Task requirements: Lay out the items below as a two-column CSV with the headers item_text and answer, one row per item. Include only the lines between the line holding "Can you see the athletic" and the line holding "column 173, row 293", inclusive, and put each value in one quoted field with its line breaks turned into spaces.

Entries provided:
________________________________________

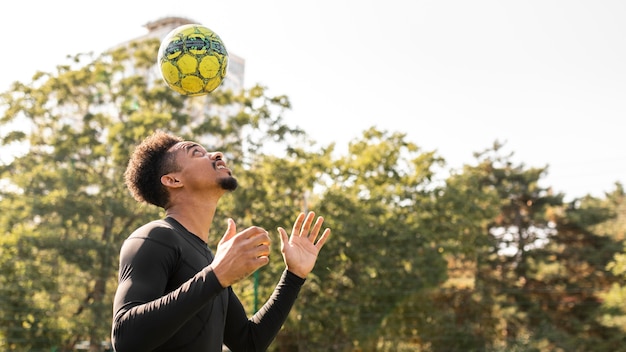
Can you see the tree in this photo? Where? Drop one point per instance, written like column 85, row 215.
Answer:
column 65, row 207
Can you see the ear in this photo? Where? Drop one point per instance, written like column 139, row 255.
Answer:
column 170, row 180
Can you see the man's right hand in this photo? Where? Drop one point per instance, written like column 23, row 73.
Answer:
column 240, row 254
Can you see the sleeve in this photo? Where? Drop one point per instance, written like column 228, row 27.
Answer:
column 144, row 316
column 258, row 332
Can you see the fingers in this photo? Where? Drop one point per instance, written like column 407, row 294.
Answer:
column 231, row 230
column 302, row 227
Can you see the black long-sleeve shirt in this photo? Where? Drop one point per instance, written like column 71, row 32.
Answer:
column 168, row 299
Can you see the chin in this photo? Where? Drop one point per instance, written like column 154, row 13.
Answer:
column 229, row 184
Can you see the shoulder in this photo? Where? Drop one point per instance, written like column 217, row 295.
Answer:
column 152, row 235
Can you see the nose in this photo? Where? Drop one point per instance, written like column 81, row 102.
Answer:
column 217, row 156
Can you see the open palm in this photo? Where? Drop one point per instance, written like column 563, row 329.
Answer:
column 300, row 250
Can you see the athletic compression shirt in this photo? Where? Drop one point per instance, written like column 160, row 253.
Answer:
column 168, row 299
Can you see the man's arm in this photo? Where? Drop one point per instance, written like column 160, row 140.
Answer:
column 144, row 316
column 258, row 332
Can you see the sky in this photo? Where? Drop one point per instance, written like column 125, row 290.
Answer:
column 547, row 78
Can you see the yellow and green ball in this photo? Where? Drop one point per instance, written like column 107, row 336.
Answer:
column 193, row 60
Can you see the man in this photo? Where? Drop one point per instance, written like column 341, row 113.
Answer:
column 173, row 293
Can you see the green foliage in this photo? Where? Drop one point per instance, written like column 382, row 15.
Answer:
column 485, row 260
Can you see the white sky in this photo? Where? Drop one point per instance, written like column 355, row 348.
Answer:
column 546, row 77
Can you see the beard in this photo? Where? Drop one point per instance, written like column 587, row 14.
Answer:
column 229, row 183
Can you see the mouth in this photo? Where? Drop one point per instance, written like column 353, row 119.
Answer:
column 221, row 165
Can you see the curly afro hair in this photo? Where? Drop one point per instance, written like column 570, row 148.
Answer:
column 150, row 160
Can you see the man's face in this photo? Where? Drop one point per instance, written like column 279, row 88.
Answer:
column 200, row 169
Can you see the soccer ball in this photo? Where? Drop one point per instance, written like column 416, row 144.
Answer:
column 192, row 60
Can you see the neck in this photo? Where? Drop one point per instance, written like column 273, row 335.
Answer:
column 196, row 217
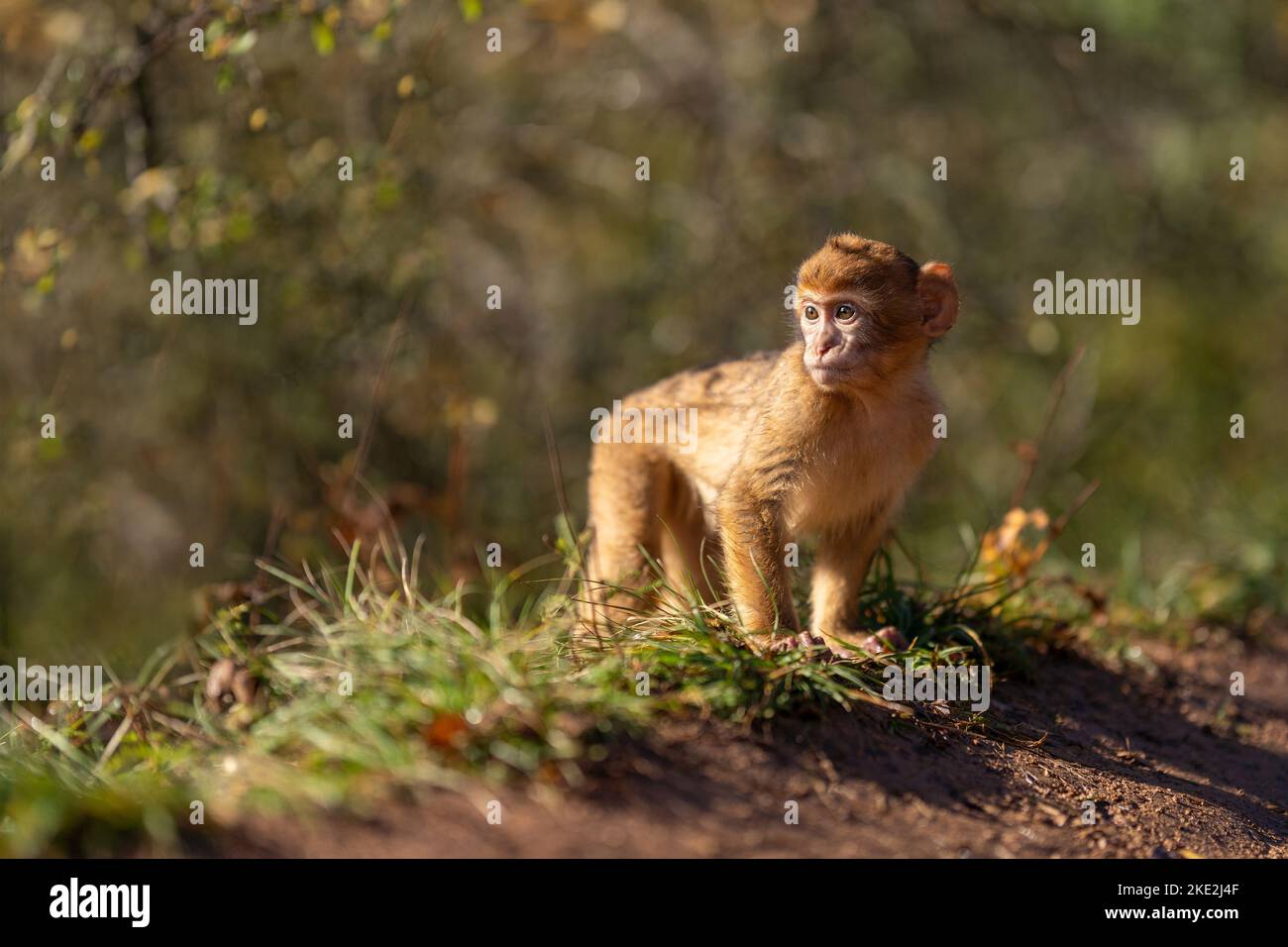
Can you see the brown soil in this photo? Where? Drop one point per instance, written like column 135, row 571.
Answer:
column 1173, row 764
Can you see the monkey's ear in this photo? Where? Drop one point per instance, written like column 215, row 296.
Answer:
column 936, row 290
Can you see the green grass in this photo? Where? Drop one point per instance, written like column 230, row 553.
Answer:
column 356, row 684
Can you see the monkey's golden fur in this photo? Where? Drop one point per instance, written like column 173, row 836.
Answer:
column 822, row 438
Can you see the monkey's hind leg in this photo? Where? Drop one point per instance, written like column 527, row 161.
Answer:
column 626, row 489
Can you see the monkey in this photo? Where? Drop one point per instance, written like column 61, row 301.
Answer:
column 822, row 438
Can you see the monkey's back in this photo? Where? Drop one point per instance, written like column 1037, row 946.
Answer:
column 722, row 395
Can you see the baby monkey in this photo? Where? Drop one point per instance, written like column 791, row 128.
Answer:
column 822, row 438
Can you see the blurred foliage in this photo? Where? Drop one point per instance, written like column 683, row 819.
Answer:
column 518, row 169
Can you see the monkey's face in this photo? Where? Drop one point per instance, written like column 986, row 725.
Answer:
column 866, row 311
column 836, row 329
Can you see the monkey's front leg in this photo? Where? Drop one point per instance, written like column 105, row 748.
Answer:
column 840, row 566
column 751, row 532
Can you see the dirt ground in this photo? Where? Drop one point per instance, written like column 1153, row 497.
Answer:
column 1175, row 764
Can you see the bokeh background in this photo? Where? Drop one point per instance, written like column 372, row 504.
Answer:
column 518, row 169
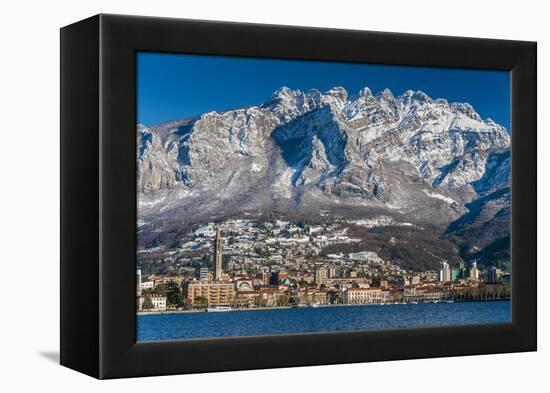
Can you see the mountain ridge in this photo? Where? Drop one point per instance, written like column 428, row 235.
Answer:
column 420, row 159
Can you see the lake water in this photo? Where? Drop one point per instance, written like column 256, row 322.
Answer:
column 321, row 319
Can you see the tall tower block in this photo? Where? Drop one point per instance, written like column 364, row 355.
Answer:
column 218, row 255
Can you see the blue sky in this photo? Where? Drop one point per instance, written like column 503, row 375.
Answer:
column 173, row 86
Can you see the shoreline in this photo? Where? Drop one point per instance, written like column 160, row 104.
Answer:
column 142, row 313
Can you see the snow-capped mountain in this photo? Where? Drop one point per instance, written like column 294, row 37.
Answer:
column 300, row 149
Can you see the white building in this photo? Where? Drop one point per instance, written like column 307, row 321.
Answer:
column 474, row 272
column 363, row 295
column 445, row 272
column 158, row 301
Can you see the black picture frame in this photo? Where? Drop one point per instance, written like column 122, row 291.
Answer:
column 98, row 195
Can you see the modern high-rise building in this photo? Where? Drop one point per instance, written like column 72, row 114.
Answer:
column 474, row 273
column 445, row 272
column 321, row 275
column 455, row 274
column 218, row 244
column 203, row 273
column 332, row 272
column 138, row 279
column 212, row 293
column 493, row 275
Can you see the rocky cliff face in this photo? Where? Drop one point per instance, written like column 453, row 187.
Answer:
column 422, row 159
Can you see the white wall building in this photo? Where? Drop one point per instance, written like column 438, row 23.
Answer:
column 159, row 302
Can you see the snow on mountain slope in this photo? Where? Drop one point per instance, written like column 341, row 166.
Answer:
column 306, row 150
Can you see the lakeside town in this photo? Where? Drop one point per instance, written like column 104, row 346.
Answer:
column 244, row 264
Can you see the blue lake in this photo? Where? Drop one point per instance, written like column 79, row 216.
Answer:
column 322, row 319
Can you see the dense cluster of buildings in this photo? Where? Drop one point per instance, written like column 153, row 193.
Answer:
column 279, row 265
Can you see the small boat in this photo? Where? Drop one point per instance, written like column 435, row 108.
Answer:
column 219, row 309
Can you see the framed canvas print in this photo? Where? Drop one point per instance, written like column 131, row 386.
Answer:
column 292, row 195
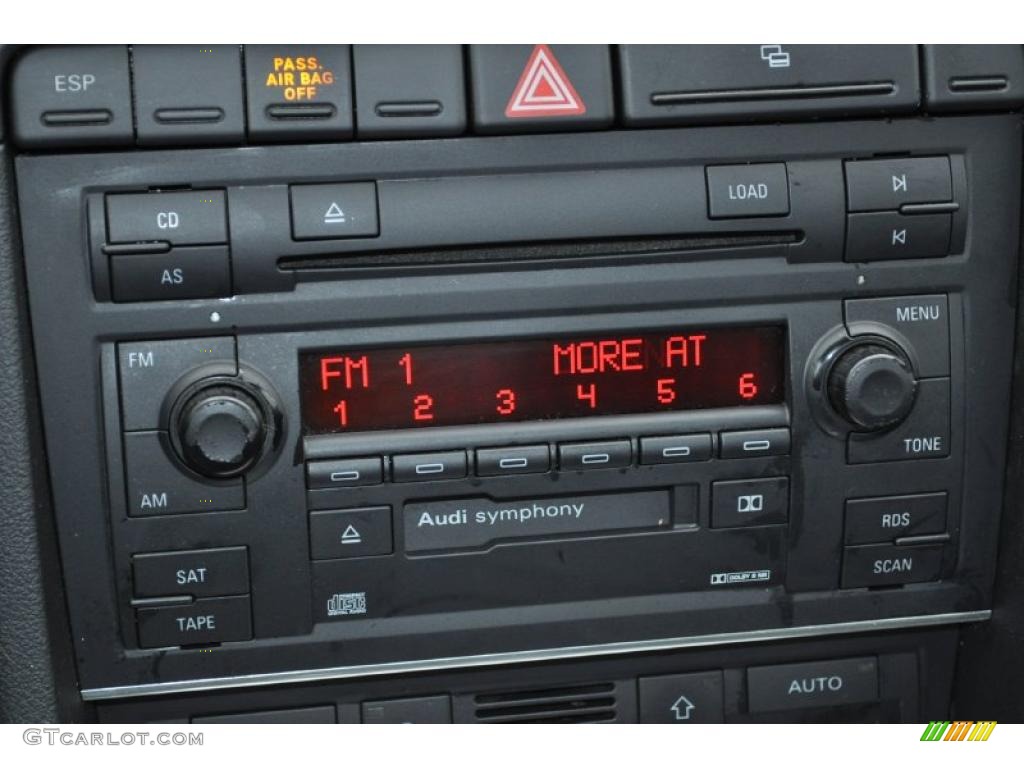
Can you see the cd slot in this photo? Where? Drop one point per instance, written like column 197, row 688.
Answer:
column 583, row 252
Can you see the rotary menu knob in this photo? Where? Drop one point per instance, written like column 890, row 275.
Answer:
column 871, row 386
column 221, row 430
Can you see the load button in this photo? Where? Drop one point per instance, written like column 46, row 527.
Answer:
column 743, row 190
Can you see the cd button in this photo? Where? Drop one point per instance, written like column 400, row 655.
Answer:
column 610, row 455
column 675, row 450
column 344, row 472
column 422, row 467
column 755, row 443
column 519, row 460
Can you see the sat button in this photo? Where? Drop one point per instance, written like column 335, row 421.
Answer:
column 202, row 572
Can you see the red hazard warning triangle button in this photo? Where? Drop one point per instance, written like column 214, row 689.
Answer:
column 541, row 87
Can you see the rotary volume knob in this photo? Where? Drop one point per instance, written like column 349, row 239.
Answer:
column 221, row 430
column 871, row 386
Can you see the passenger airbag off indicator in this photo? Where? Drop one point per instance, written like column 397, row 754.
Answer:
column 299, row 92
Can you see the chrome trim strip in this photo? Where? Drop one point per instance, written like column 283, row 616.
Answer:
column 529, row 656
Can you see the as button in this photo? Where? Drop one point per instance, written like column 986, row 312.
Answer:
column 203, row 272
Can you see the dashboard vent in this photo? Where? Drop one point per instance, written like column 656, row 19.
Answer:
column 579, row 704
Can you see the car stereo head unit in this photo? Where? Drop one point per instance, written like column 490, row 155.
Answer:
column 528, row 397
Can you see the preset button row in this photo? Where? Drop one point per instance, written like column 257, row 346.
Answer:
column 566, row 457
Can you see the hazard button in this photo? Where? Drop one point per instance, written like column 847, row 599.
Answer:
column 334, row 211
column 541, row 87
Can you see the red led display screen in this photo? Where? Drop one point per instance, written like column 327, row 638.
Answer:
column 355, row 390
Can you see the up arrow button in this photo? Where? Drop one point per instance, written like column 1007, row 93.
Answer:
column 334, row 211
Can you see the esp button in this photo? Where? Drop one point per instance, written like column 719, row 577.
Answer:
column 187, row 218
column 202, row 572
column 72, row 96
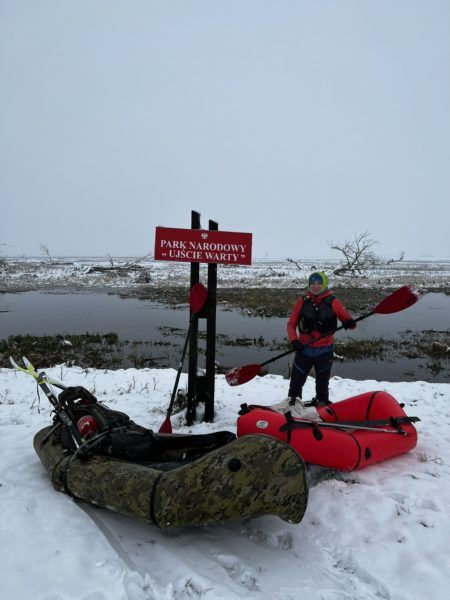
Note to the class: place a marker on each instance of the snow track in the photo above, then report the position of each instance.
(381, 533)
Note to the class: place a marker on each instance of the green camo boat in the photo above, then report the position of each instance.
(192, 480)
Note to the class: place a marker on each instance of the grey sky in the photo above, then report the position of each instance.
(301, 122)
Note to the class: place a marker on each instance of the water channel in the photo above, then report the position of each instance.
(259, 338)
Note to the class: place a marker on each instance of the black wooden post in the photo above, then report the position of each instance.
(193, 340)
(211, 336)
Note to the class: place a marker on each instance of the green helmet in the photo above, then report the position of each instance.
(318, 276)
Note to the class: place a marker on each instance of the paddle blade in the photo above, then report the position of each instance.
(197, 297)
(166, 427)
(240, 375)
(402, 298)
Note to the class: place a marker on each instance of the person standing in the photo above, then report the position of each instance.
(313, 317)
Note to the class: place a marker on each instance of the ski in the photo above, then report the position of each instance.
(44, 383)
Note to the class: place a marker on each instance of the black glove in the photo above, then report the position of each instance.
(296, 345)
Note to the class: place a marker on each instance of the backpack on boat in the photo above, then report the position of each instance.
(116, 435)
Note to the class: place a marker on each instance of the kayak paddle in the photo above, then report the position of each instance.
(197, 298)
(402, 298)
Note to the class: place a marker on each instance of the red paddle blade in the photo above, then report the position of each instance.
(402, 298)
(197, 297)
(166, 427)
(240, 375)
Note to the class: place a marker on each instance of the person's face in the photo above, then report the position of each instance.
(316, 287)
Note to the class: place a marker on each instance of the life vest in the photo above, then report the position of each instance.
(317, 317)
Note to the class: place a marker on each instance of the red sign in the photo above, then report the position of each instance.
(203, 245)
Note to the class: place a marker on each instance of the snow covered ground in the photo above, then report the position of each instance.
(119, 273)
(380, 533)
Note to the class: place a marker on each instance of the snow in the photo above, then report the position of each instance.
(91, 273)
(377, 533)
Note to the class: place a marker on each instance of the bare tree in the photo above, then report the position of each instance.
(358, 254)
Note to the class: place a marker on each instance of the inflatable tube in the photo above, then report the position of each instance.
(340, 449)
(248, 477)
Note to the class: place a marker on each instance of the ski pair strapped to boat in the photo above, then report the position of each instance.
(44, 383)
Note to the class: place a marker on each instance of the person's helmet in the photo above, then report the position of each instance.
(318, 277)
(87, 426)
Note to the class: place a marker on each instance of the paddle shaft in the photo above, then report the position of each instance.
(180, 367)
(369, 314)
(341, 426)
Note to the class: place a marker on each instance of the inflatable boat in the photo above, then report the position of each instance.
(348, 435)
(184, 479)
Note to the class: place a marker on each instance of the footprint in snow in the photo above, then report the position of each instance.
(237, 572)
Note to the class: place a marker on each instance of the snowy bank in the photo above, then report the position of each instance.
(377, 533)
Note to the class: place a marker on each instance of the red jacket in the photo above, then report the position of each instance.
(304, 337)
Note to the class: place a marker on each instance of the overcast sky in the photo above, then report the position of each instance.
(300, 122)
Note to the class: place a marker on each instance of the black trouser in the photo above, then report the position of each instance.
(302, 366)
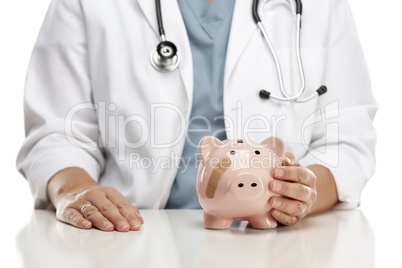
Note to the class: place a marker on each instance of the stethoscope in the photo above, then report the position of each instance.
(165, 58)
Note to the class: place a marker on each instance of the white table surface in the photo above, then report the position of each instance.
(176, 238)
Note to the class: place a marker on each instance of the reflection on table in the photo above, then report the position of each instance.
(176, 238)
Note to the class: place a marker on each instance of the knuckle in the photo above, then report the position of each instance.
(90, 193)
(301, 174)
(91, 212)
(109, 189)
(301, 192)
(73, 217)
(106, 207)
(123, 205)
(299, 208)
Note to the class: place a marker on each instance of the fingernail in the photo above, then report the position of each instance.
(135, 223)
(279, 173)
(86, 224)
(276, 213)
(123, 225)
(277, 203)
(277, 186)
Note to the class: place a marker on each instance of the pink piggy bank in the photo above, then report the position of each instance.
(233, 181)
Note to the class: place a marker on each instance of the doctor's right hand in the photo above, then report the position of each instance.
(83, 203)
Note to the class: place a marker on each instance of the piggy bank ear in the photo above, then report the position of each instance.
(207, 145)
(276, 144)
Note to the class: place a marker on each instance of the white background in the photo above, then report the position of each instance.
(380, 27)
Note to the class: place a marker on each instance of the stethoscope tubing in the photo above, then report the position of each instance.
(164, 61)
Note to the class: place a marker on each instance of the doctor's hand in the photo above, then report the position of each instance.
(83, 203)
(297, 184)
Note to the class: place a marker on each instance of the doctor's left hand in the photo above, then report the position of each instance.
(297, 184)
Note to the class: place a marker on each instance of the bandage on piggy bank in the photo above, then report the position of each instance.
(233, 181)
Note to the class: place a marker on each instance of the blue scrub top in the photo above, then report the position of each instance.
(208, 27)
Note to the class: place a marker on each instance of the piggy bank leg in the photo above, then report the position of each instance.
(212, 222)
(265, 221)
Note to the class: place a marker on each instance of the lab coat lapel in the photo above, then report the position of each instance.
(175, 31)
(242, 30)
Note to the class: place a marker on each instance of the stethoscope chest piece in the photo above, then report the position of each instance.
(164, 57)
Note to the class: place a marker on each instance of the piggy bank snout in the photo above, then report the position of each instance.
(247, 186)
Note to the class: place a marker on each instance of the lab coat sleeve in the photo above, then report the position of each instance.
(343, 136)
(60, 120)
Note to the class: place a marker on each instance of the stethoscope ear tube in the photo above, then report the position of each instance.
(267, 95)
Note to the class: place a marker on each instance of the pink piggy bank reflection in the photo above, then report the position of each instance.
(233, 179)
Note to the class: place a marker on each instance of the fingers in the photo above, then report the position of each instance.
(126, 209)
(293, 190)
(290, 160)
(106, 211)
(288, 206)
(101, 207)
(75, 218)
(298, 174)
(284, 218)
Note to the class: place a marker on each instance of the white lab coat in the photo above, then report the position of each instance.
(94, 54)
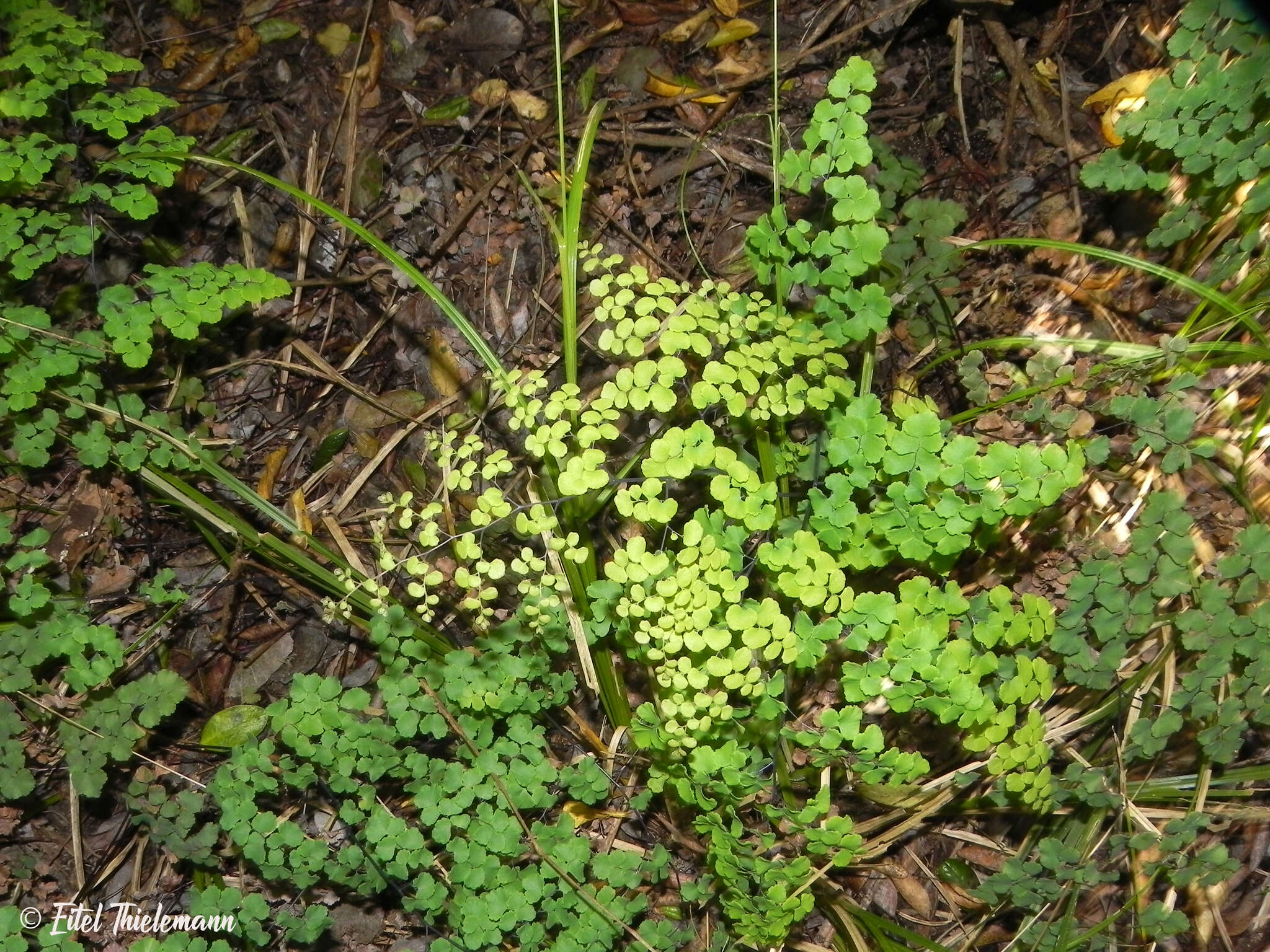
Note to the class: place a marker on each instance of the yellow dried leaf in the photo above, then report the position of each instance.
(668, 89)
(1128, 87)
(580, 814)
(304, 522)
(272, 467)
(733, 32)
(335, 38)
(1123, 95)
(442, 364)
(489, 93)
(527, 106)
(683, 32)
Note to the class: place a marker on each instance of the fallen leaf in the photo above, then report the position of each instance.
(404, 19)
(580, 814)
(335, 38)
(487, 36)
(368, 73)
(203, 73)
(203, 120)
(249, 678)
(304, 522)
(733, 32)
(173, 54)
(276, 30)
(248, 46)
(1047, 71)
(448, 110)
(443, 364)
(234, 726)
(668, 89)
(491, 93)
(1119, 97)
(683, 32)
(361, 416)
(115, 580)
(365, 444)
(730, 66)
(638, 14)
(527, 106)
(587, 40)
(272, 467)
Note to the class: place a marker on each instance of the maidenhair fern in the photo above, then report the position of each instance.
(56, 366)
(1202, 138)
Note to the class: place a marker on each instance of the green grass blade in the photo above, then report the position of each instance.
(568, 240)
(1210, 295)
(447, 307)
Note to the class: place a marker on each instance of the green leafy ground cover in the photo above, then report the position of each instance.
(730, 524)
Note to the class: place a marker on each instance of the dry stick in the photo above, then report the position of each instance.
(60, 716)
(528, 833)
(1072, 174)
(958, 30)
(479, 200)
(76, 834)
(1008, 128)
(308, 230)
(1014, 60)
(786, 64)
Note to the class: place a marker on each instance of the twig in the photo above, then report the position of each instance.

________________________________________

Response:
item_text,answer
"Can you see the athletic compression shirt in this photo? Where? Drop one point per instance, written like column 160, row 253. Answer:","column 168, row 299"
"Can you see the man's arm in this photo? Where? Drop one point per instance, written like column 160, row 140. Answer:","column 144, row 316 column 258, row 332"
"Can you see the sky in this photo? Where? Drop one point per instance, written like column 125, row 290. Answer:","column 547, row 78"
"Can you see the yellow and green ball in this photo? Where? Drop one point per instance, written like column 107, row 336. Answer:","column 193, row 60"
"Can you see the man in this photo? Where? Drop one point per instance, written like column 341, row 113. Answer:","column 173, row 293"